Return each line of the data below verbatim, keeping every character and the line order unchanged.

_ _ _ _ _ _ _

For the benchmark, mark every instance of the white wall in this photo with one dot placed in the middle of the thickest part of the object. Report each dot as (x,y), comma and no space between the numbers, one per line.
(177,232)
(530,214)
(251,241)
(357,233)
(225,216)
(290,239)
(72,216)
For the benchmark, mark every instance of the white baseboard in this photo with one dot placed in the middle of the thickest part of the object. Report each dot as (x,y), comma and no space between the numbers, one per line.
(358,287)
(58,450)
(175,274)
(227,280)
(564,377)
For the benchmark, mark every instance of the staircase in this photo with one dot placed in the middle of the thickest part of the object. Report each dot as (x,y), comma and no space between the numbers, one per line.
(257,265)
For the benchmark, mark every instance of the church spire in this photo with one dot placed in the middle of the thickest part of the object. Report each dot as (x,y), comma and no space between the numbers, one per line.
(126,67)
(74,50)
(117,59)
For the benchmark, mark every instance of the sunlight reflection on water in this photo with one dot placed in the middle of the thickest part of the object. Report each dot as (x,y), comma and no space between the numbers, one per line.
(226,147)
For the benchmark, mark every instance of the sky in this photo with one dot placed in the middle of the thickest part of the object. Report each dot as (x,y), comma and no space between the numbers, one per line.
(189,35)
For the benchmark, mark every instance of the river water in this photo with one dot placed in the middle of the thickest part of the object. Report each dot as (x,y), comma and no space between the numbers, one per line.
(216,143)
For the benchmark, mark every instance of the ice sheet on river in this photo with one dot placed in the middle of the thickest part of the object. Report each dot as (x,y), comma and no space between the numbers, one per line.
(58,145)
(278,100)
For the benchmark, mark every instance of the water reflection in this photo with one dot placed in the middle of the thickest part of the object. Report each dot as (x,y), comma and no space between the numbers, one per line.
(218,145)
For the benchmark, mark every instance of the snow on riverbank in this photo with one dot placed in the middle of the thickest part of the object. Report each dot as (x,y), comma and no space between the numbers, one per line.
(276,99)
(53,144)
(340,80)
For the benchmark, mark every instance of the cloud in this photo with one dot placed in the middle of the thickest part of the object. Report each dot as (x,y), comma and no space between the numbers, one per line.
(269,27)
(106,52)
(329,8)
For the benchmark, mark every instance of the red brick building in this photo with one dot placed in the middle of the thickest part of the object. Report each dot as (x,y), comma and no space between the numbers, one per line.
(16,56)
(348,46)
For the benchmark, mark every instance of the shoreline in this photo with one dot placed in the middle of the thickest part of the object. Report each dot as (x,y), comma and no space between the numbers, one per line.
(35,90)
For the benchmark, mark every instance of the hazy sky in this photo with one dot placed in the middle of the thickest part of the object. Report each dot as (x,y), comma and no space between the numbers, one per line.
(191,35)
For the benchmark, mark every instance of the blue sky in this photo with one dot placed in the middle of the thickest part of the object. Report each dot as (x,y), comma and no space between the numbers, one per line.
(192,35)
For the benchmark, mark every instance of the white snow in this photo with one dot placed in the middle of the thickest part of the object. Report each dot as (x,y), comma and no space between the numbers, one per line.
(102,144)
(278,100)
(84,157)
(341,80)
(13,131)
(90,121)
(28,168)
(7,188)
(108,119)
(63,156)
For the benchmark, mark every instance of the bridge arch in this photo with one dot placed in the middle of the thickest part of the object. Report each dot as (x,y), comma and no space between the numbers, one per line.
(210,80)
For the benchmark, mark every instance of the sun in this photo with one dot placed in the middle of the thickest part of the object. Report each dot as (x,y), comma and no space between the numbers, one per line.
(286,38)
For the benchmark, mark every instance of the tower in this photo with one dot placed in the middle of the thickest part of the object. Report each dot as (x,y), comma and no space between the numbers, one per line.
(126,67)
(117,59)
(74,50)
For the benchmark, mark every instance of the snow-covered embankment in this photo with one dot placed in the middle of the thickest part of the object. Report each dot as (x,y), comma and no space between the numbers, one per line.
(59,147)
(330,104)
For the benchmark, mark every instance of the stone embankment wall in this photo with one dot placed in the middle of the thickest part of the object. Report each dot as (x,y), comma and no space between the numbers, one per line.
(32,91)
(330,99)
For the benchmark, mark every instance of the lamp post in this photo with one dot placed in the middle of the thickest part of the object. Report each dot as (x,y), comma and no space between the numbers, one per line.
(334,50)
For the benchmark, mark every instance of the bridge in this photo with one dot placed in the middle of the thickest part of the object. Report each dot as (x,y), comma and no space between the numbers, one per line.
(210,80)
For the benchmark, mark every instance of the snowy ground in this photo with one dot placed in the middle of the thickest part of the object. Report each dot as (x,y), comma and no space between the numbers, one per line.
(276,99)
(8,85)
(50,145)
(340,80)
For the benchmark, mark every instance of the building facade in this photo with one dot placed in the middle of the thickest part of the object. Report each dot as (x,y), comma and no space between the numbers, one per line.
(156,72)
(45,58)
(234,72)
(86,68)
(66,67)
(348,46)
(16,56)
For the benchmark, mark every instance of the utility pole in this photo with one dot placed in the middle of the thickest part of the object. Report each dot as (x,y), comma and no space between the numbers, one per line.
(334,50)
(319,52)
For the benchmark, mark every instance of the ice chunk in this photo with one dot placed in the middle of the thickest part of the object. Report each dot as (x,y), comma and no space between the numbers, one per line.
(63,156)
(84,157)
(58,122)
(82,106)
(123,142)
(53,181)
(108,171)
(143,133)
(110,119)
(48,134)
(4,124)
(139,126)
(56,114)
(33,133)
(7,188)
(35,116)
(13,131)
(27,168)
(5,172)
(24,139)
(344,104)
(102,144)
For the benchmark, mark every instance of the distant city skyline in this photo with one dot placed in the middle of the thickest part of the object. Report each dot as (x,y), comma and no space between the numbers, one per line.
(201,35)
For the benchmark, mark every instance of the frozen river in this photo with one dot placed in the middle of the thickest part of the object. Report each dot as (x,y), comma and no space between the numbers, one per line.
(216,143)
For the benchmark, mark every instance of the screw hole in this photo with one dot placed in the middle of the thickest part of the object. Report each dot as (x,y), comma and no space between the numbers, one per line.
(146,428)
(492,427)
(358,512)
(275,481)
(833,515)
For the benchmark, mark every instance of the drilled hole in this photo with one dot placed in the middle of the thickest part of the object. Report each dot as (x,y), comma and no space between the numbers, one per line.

_ _ _ _ _ _ _

Exercise answer
For the benchmark, mark every instance of the white wall in this photo with one dot placed in the middle of the thickest part of the object. Report each dot as (x,y), comma and no space between the numbers, one per line.
(177,232)
(530,214)
(251,241)
(357,233)
(225,216)
(290,239)
(72,216)
For the benchmark, mark every instance of the white baseboard in this photo with one dot placed in the middle of the thickest part of the object. Report each dot as (x,y), comma and no space between the numbers, one per line.
(358,287)
(58,450)
(175,274)
(227,280)
(564,377)
For the benchmark, mark every instance of the staircase in this photo with one dot placed in the middle of the thickest part of the object. Report each dot as (x,y), comma and no space between the numbers, one per line.
(257,265)
For the benchmark, mark every instance of the church spire in this photo with one dot placed in the middle of the thickest part of the object. Report each dot as (x,y), comma and no space between the numbers, one per line.
(126,67)
(74,50)
(117,59)
For the benchmark, mark every instance of the sunlight reflection on water in this photo with one dot placed in the middle of the thickest part of the object. Report each dot as (x,y), comma and no space between the numbers, one per line.
(226,147)
For the benchmark, mark every instance of the sky in this photo with one dot placed in the middle of the thickest part of the object. Report each dot as (x,y), comma and no space between the numbers, one per line.
(189,35)
For the benchmark, mark every instance of the river water in this photo with one dot placed in the middle of the thickest part of the object. Report each dot as (x,y), comma and no space between the numbers, one per line.
(216,143)
For the benchmark, mark every instance of the ice sheet on river in this photo with one dot placed in the middle of the thickest part of the object. Report each dot as (x,y), comma and no space between the numbers, one per line.
(58,145)
(278,100)
For the benchmark, mark every instance of the water reflection in this photo with one dot placed in the middle of the thickest part of the object. Report each dot as (x,y), comma and no space between the numbers, one per line.
(218,145)
For the benchmark, mark every instance of the snow on riverbank in this photo with one dot placed in the middle of the thickest part of the object. Report each dot as (x,y), comma and no space between the numbers, one per line.
(276,99)
(53,144)
(340,80)
For the benchmark, mark every instance of the cloud in this photo with one dot placed in the middle of the thickest part of the object. Report each dot as (x,y), comma and no space between the numbers, one per line.
(269,27)
(106,52)
(329,8)
For the benchmark, mark every instance of the red brick building in this photo with one dot placed in the middle of the thickest part of the object. Report each dot as (x,y), comma and no space between the numbers, one per line.
(16,56)
(348,46)
For the benchmark, mark every instance of the shoreline in this photo with one dot placed in the middle of the thickest part of the object. Report each dot as (x,y), comma and no space between the numbers, one per line.
(35,90)
For the benchmark, mark every instance of the hazy sky in this photo with one dot placed in the middle of the thickest part of the object. Report each dot as (x,y), comma and no space between the numbers, one per line.
(191,35)
For the benchmark, mark every instance of the blue sky in this photo with one dot placed in the middle of the thickest part of the object. Report each dot as (x,y), comma and no space between the numbers, one per line.
(192,35)
For the benchmark, mark every instance of the white snow in this photo with one dot placed in the middle of the thickest part of the object. Report each dot as (x,y), comma and no space between the numbers, one per line.
(102,144)
(278,100)
(84,157)
(341,80)
(13,131)
(90,121)
(28,168)
(7,188)
(108,119)
(63,156)
For the benchmark, mark every instance of the bridge arch in this photo with one dot placed in the middle of the thickest part of the object. Report each dot as (x,y), comma and no space between the numbers, one per line.
(210,80)
For the benchmark, mark every instance of the sun in this photo with one dot placed in the middle of the thickest part of the object. Report each dot as (x,y), comma and no space between the numbers, one per line.
(286,38)
For the benchmark, mark every instance of the tower in this photo with one dot placed in the middle of the thickest part of the object. Report each dot as (x,y), comma and no space between the numbers, one per line.
(126,67)
(117,59)
(74,50)
For the benchmark, mark every instance of the snow-covered embankment in this photo with one dot placed in the middle of the thickest part of the object. Report each dot as (x,y), comma and no space between the numbers, one per line.
(59,147)
(330,104)
For the benchmark, mark every instance of the stone embankment wall in this photo with one dot placed in the middle of the thickest part of the object. Report each dot as (x,y), comma and no space between the numbers, one per line.
(32,91)
(330,99)
For the benchmark, mark every instance of the lamp post in this photo with one dot placed in the middle of the thickest part of the object. Report each dot as (x,y), comma and no space between the numbers, one per line.
(334,50)
For the benchmark, mark every instance of the bridge in this photo with one dot placed in the middle of the thickest part of the object. Report each dot as (x,y), comma and no space between the numbers, one per line.
(210,80)
For the benchmark, mark every instance of the snowy ground in this photo with one dot placed in the middle of the thickest part of the object. Report each dot as (x,y), comma and no space between the numbers, one per line.
(276,99)
(8,85)
(50,145)
(340,80)
For the benchmark, mark every instance of the building facade in this photo with one dot placed in the middle of the thickest part of the object. Report each dot as (x,y), comma and no space between the numbers, one per line.
(156,72)
(45,58)
(234,72)
(86,68)
(66,67)
(348,46)
(16,56)
For the benchmark, mark every instance of the utility pole in this photo with one dot placed in the middle of the thickest part of the object. Report each dot as (x,y), comma and no space between the numbers, one per line.
(334,50)
(319,52)
For the benchmark, mark every instance of the ice chunk in this photo with one dot placed in the middle of the thickest part of the object. Report each dot as (x,y), comma and no space between the numbers, one per line.
(63,156)
(84,157)
(58,122)
(82,106)
(123,142)
(53,181)
(108,171)
(143,133)
(110,119)
(48,134)
(4,124)
(139,126)
(56,114)
(33,133)
(7,188)
(35,116)
(13,131)
(27,168)
(5,172)
(24,139)
(344,104)
(102,144)
For the benchmark, mark every instance of the distant city skyline in this photo with one dot placed in the middle of the thickest part of the object. Report each dot as (x,y), comma and no space between the numbers, one per line.
(201,35)
For the benchmark, mark every instance of the frozen river in this photo with one dot placed in the middle of the thickest part of the object. Report each dot as (x,y), comma and no space between the numbers, one per line.
(216,143)
For the benchmark, mark every instance of the screw hole in this photo with one dot placed in the middle of the thickest part of the object. Report each dot as (x,y), comma and no space between the numbers, one per line.
(146,428)
(492,427)
(358,512)
(275,481)
(833,515)
For the benchmark, mark every instance of the drilled hole in this photo with one dot placed in the middle of the thickest part of the object. Report each dot as (x,y), comma and no space between the numbers, one per line.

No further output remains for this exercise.